Extracted text
=====

Ian Pattinson: Good morning, Sarah. And thank you very much for having me.

Sarah Nicastro: Thanks for being here. Before we get into the meat of the conversation, tell our listeners a little bit about yourself.

Ian Pattinson: Oh, great. Good morning. Well, I've loved working in the telecom industry for the last 25 years. I started out in technology development, network operations and technical support, and then grew into a VP roles and product development, new business general management, and most recently completed field technical operations with the very large Canadian cable and wireless operator that you just mentioned. I'm really an executive that thrives on driving change transformation with a very hands-on delivery of achieving the plan and its results.

Sarah Nicastro: Okay, great. Well, we're excited to have you here sharing some of your experience. We're going to talk about how to maximize utilization, but before we do that, let's talk about some of the ways that the perception of, the use of, the responsibilities of field technicians have changed in recent times.

=====

Extracted data
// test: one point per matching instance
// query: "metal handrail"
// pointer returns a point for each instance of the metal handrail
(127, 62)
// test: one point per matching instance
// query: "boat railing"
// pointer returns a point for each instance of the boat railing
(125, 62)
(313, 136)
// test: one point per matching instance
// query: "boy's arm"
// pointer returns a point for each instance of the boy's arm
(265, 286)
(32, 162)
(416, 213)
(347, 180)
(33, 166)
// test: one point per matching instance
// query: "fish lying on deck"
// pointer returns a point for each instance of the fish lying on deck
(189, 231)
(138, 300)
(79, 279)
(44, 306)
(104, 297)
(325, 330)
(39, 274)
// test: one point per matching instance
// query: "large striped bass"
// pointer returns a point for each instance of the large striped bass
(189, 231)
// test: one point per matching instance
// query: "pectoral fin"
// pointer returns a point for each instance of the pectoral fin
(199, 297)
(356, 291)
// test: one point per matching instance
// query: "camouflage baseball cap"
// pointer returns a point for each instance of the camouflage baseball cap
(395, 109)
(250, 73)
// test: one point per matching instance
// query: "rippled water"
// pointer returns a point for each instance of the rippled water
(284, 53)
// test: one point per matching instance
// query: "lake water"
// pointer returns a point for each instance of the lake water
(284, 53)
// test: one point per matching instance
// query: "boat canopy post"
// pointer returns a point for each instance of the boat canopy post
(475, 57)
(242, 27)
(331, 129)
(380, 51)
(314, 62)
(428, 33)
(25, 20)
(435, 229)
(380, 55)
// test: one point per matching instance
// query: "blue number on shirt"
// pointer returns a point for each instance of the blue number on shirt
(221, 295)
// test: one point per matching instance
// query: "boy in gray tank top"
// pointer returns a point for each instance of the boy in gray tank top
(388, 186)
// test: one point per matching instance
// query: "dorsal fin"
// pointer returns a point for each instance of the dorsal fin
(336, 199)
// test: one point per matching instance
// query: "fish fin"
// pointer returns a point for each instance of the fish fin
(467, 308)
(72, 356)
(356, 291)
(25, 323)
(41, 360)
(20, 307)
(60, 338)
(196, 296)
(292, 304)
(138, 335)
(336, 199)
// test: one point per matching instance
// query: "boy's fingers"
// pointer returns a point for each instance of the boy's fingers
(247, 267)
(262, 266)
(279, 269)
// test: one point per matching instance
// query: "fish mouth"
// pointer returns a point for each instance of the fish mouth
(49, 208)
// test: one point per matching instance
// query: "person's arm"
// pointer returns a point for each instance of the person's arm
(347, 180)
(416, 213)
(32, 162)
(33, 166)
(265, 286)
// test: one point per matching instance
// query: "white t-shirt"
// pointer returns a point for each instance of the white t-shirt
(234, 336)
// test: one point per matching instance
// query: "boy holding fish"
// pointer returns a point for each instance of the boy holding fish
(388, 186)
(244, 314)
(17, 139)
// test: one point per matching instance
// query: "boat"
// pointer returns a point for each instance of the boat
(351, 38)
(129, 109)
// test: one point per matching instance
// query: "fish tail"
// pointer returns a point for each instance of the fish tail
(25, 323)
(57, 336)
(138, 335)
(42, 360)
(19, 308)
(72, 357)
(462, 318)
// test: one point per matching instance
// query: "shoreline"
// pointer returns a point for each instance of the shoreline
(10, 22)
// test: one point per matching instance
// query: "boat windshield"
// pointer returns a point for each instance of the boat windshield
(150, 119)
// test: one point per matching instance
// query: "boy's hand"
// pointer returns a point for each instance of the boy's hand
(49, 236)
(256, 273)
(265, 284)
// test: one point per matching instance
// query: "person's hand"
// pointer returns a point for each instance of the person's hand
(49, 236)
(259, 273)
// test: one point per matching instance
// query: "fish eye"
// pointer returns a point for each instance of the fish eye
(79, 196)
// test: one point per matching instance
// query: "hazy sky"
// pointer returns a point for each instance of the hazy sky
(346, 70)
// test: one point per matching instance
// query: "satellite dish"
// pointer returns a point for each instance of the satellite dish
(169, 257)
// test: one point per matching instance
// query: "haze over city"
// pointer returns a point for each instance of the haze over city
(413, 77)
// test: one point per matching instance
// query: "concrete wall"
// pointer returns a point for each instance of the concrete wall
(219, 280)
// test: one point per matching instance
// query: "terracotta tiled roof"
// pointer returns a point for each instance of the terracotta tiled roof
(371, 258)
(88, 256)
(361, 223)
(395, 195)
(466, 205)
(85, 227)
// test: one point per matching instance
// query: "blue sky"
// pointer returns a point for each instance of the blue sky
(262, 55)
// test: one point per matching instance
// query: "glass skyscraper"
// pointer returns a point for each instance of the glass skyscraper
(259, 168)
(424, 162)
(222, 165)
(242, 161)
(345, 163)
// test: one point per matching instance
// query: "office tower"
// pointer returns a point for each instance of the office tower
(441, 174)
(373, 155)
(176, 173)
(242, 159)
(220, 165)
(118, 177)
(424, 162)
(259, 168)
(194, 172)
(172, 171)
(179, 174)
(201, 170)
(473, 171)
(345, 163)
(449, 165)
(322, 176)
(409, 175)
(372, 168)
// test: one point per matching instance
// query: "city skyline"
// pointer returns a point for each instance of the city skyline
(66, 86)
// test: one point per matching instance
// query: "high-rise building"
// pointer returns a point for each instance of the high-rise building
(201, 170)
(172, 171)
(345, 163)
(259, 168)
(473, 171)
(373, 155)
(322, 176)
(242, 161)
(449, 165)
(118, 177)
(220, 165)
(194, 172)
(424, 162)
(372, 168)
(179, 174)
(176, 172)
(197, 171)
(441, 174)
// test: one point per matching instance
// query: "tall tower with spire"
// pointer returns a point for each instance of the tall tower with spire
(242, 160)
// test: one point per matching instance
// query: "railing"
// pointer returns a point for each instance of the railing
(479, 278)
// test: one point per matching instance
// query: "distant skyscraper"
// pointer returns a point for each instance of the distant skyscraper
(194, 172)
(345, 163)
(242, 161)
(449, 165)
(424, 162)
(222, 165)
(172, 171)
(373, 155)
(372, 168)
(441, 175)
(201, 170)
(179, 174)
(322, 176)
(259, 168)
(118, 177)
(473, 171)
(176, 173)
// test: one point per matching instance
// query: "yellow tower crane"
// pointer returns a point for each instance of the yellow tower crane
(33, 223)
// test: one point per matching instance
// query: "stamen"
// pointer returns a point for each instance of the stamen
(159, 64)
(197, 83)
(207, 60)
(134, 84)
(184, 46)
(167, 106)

=====

Problems
1 > List the three areas in which Ian Pattinson says he started out, as given in the interview transcript above.
2 > According to the interview transcript, for how many years has Ian Pattinson worked in the telecom industry?

Completed exercise
1 >
- Technology development
- Network operations
- Technical support

2 > 25 years.